### Exercise
Count the lines in the material below that contain the string "pillow", matching case exactly. Reply with the number only.

### The input
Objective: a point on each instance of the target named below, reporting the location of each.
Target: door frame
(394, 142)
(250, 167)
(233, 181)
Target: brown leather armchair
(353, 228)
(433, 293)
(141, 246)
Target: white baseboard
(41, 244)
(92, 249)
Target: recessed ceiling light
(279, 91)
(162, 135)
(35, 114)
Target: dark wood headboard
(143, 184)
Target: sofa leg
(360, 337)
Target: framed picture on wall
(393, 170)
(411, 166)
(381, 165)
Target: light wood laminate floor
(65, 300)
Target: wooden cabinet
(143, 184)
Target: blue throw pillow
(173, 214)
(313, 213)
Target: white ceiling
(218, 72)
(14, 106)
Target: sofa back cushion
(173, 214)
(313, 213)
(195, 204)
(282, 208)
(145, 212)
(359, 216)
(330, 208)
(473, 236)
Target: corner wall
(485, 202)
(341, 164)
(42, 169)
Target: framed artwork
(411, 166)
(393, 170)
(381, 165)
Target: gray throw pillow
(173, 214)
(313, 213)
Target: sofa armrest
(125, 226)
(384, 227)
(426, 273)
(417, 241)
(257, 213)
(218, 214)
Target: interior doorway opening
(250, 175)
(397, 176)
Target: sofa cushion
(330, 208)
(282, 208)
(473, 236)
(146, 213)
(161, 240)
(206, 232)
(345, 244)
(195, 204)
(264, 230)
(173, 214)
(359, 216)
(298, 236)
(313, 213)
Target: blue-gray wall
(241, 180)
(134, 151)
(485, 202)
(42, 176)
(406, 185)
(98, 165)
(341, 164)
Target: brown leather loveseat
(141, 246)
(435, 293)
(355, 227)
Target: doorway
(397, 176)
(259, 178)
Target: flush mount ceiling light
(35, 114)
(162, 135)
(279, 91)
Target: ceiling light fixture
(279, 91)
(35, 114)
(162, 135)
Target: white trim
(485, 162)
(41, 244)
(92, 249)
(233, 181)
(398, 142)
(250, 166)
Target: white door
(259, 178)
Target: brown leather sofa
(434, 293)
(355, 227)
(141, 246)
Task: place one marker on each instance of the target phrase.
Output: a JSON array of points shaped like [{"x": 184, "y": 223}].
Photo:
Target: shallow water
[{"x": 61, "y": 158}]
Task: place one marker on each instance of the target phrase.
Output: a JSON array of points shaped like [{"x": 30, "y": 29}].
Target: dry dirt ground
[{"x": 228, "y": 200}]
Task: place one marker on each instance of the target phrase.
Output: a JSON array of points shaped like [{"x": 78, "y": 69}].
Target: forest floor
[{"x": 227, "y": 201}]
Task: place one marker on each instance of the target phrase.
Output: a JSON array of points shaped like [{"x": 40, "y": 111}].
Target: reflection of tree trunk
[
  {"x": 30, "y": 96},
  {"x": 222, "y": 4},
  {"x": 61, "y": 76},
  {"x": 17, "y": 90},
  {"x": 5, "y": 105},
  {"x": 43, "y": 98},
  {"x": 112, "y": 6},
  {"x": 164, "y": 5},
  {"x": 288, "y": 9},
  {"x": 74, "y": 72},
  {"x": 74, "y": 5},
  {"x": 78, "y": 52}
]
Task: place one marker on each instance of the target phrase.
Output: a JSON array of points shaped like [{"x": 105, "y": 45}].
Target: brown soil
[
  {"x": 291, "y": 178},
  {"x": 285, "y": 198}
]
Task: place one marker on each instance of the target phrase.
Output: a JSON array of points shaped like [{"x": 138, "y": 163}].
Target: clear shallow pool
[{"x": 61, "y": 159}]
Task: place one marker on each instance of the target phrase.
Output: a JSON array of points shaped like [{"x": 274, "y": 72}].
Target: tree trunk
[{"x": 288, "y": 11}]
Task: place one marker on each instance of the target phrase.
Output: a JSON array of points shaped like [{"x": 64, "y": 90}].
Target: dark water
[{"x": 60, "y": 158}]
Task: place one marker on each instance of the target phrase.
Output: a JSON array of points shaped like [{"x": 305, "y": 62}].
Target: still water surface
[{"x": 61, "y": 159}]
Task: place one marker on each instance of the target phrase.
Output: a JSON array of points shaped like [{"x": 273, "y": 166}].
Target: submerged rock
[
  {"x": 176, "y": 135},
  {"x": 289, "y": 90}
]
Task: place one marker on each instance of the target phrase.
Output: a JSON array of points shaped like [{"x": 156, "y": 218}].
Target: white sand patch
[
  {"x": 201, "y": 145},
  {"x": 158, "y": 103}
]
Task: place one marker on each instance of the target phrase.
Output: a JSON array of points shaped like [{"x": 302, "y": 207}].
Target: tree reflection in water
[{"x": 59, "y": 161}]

### Task output
2